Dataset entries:
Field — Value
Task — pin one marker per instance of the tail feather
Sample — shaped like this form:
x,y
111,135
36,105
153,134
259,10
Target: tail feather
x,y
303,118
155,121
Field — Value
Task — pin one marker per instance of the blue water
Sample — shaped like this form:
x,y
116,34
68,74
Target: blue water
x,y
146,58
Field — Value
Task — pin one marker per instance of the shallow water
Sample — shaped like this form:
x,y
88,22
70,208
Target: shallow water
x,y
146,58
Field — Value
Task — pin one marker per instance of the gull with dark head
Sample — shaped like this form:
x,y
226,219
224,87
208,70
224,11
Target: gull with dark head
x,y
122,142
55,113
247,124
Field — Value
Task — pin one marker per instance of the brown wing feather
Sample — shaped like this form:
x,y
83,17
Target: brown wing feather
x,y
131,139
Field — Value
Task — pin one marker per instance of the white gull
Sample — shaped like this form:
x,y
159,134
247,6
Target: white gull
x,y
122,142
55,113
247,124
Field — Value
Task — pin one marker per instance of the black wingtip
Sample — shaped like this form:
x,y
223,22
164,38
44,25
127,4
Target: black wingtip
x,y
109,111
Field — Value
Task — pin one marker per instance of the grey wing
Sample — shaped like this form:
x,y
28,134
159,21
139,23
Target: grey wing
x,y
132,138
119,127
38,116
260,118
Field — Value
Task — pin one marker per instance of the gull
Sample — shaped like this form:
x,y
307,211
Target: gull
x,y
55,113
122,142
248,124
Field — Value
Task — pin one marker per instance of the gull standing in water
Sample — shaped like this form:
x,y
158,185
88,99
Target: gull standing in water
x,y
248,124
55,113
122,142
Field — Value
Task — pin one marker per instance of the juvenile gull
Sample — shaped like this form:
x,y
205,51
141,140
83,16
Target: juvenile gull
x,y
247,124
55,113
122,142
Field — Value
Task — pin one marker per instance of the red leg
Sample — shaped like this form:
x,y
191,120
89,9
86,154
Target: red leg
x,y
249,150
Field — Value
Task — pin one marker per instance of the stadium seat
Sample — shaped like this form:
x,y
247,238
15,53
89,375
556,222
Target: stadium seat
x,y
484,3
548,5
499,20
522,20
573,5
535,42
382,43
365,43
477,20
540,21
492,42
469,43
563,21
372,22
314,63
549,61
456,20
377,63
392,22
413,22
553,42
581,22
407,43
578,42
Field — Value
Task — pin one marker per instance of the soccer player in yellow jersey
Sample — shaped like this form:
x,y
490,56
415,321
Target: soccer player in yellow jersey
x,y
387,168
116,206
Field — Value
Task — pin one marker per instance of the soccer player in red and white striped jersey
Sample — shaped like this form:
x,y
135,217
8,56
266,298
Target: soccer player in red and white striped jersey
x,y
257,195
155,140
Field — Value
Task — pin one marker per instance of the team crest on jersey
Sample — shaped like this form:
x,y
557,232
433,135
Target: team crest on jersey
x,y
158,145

What is needed » Gather every line of the listing above that contains the string "juvenile", and match its case exactly.

Expected output »
Task — pin one marker per instance of the juvenile gull
Target: juvenile gull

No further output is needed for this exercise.